# EXERCISE DESCRIPTION:
Each word in the data below should be copied exactly; the images should not.

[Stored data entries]
○ ○ ○ ○ ○

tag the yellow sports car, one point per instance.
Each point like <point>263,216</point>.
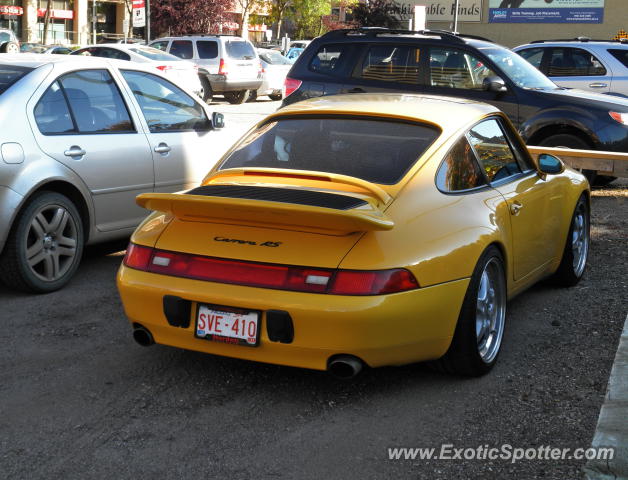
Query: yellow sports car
<point>357,230</point>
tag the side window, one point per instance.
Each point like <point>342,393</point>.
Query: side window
<point>207,49</point>
<point>329,59</point>
<point>52,114</point>
<point>459,170</point>
<point>457,69</point>
<point>95,102</point>
<point>574,62</point>
<point>534,56</point>
<point>621,55</point>
<point>163,46</point>
<point>182,49</point>
<point>390,63</point>
<point>493,150</point>
<point>166,108</point>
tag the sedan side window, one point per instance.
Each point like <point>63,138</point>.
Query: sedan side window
<point>166,107</point>
<point>574,62</point>
<point>95,102</point>
<point>493,150</point>
<point>459,170</point>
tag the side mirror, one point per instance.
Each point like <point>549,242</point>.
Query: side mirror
<point>494,84</point>
<point>218,120</point>
<point>550,164</point>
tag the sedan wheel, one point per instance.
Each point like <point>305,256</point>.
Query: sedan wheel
<point>45,245</point>
<point>478,336</point>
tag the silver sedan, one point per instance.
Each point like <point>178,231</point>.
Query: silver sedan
<point>79,139</point>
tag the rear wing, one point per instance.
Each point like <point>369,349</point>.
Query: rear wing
<point>613,164</point>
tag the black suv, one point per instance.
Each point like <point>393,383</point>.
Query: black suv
<point>442,63</point>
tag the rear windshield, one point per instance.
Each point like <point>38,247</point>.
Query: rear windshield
<point>9,74</point>
<point>621,55</point>
<point>240,50</point>
<point>371,149</point>
<point>154,54</point>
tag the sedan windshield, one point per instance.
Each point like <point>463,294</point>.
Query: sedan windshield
<point>9,74</point>
<point>375,150</point>
<point>518,70</point>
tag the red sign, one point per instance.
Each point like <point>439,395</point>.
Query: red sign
<point>62,14</point>
<point>11,10</point>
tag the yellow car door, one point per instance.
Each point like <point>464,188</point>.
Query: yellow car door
<point>532,201</point>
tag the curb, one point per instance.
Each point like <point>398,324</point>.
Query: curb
<point>612,424</point>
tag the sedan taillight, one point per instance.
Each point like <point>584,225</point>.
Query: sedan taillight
<point>265,275</point>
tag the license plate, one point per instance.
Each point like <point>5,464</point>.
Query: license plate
<point>227,325</point>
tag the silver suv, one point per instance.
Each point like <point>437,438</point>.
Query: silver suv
<point>598,66</point>
<point>8,41</point>
<point>80,137</point>
<point>228,65</point>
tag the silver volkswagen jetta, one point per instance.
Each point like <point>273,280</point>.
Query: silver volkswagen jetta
<point>79,139</point>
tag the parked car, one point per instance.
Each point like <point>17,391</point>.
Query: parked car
<point>181,72</point>
<point>275,67</point>
<point>229,64</point>
<point>442,63</point>
<point>89,135</point>
<point>8,41</point>
<point>597,66</point>
<point>348,230</point>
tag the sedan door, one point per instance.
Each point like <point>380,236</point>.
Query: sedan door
<point>534,205</point>
<point>82,121</point>
<point>178,130</point>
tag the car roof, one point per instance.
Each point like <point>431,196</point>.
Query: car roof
<point>437,110</point>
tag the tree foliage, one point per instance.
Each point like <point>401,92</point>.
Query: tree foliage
<point>180,17</point>
<point>376,13</point>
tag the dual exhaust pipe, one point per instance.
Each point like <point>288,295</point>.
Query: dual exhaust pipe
<point>343,367</point>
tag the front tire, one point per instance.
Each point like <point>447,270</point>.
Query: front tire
<point>478,336</point>
<point>237,98</point>
<point>576,251</point>
<point>45,245</point>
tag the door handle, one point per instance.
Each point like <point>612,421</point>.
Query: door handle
<point>74,151</point>
<point>162,148</point>
<point>515,207</point>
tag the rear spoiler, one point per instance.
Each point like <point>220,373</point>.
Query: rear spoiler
<point>262,213</point>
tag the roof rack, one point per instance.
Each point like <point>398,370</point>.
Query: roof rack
<point>376,31</point>
<point>581,39</point>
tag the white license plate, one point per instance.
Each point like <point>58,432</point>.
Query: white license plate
<point>227,325</point>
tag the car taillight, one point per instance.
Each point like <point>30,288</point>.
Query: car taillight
<point>290,85</point>
<point>619,117</point>
<point>222,67</point>
<point>264,275</point>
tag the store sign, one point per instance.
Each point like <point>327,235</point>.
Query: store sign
<point>546,11</point>
<point>139,13</point>
<point>11,10</point>
<point>61,14</point>
<point>441,10</point>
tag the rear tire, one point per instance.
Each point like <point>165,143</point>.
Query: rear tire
<point>565,140</point>
<point>477,339</point>
<point>576,251</point>
<point>237,98</point>
<point>45,245</point>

○ ○ ○ ○ ○

# ANSWER SECTION:
tag the yellow sports car, one point per instance.
Each point like <point>263,216</point>.
Query: yellow sports car
<point>357,230</point>
tag the side window, one point per instance.
Each point like <point>342,393</point>.
Query: side window
<point>207,49</point>
<point>329,59</point>
<point>52,114</point>
<point>459,170</point>
<point>457,69</point>
<point>95,102</point>
<point>574,62</point>
<point>534,56</point>
<point>621,55</point>
<point>163,46</point>
<point>182,49</point>
<point>390,63</point>
<point>493,150</point>
<point>166,108</point>
tag the sedan side window, one point per instance.
Each point like <point>63,138</point>.
Query: sedan side window
<point>166,107</point>
<point>574,62</point>
<point>95,102</point>
<point>493,150</point>
<point>459,170</point>
tag the side mirror, one point per instance.
Each point like <point>549,242</point>.
Query: side mirror
<point>494,84</point>
<point>218,120</point>
<point>550,164</point>
tag the sedan wheel, one point per instance.
Each point like <point>305,256</point>.
Query: sedan wheel
<point>45,245</point>
<point>478,336</point>
tag the silver sedan, one point per instance.
Each point like <point>178,231</point>.
Query: silver sedan
<point>79,139</point>
tag the rear wing, one point per instance.
Each point like <point>369,349</point>.
Query: rear wing
<point>613,164</point>
tag the black suv, one point per instance.
Each point like <point>393,383</point>.
Query: black suv
<point>442,63</point>
tag the rear windshield, one point per instance.
Each point like <point>38,247</point>.
Query: rear windshield
<point>9,74</point>
<point>621,55</point>
<point>240,50</point>
<point>371,149</point>
<point>154,54</point>
tag the sedan windshield, one point per instance.
Each point like <point>463,294</point>.
Query: sedan windshield
<point>9,74</point>
<point>375,150</point>
<point>518,70</point>
tag the red sign, one point per instance.
Each point like <point>439,395</point>.
Query: red sign
<point>62,14</point>
<point>11,10</point>
tag the yellow car door, one point per instance.
Each point like <point>464,188</point>.
Query: yellow car door
<point>532,201</point>
tag the curb, one point per instance.
Each point like <point>398,324</point>.
Query: curb
<point>612,424</point>
tag the sedan taillight, one point per instance.
Each point like <point>584,225</point>.
Query: sedan taillight
<point>265,275</point>
tag the license plate, one point per instance.
Each point like <point>5,464</point>.
Query: license plate
<point>227,325</point>
tag the silver suv, one point per instance.
Each point like <point>437,438</point>.
Query: silver suv
<point>598,66</point>
<point>8,41</point>
<point>80,137</point>
<point>228,65</point>
tag the silver volkswagen jetta, one point per instance.
Each point like <point>273,280</point>.
Query: silver volkswagen jetta
<point>79,139</point>
tag the parked car, one point per instance.
Each point like <point>17,391</point>.
Query: parked car
<point>181,72</point>
<point>275,67</point>
<point>229,64</point>
<point>442,63</point>
<point>89,135</point>
<point>8,41</point>
<point>597,66</point>
<point>348,230</point>
tag the sedan door, one point per instance.
Each point like <point>380,236</point>.
Query: sedan door
<point>534,205</point>
<point>82,121</point>
<point>178,130</point>
tag the car roof, one point per instance.
Each point like <point>431,196</point>.
Query: car roof
<point>437,110</point>
tag the tree foliage, one point per instance.
Each point like <point>401,92</point>.
Query: tree foliage
<point>180,17</point>
<point>376,13</point>
tag the dual exhaust pipe, one point per instance.
Each point like <point>288,295</point>.
Query: dual exhaust pipe
<point>343,367</point>
tag the front tire, one point per instance.
Each point like <point>447,270</point>.
Query: front tire
<point>478,336</point>
<point>237,98</point>
<point>576,251</point>
<point>45,245</point>
tag the door handle, one point per instance.
Each point like <point>612,421</point>.
Query: door handle
<point>74,151</point>
<point>162,148</point>
<point>515,207</point>
tag the rear spoiler, one point per instance.
Each point like <point>220,373</point>.
Query: rear spoiler
<point>262,213</point>
tag the roof rack, one point per instance.
Each point like <point>398,370</point>.
Query: roof rack
<point>376,31</point>
<point>581,39</point>
tag the white license plate, one point per instance.
Each point like <point>58,432</point>.
Query: white license plate
<point>227,325</point>
tag the car taillight, one point per instance.
Each point like <point>30,288</point>.
Query: car taillight
<point>290,85</point>
<point>619,117</point>
<point>222,67</point>
<point>264,275</point>
tag the store sign, one point per instance.
Each point like <point>327,235</point>.
Query: store sign
<point>546,11</point>
<point>139,13</point>
<point>11,10</point>
<point>61,14</point>
<point>441,10</point>
tag the rear tire, one point per instance.
Each point like <point>165,143</point>.
Query: rear tire
<point>565,140</point>
<point>477,339</point>
<point>576,251</point>
<point>237,98</point>
<point>45,245</point>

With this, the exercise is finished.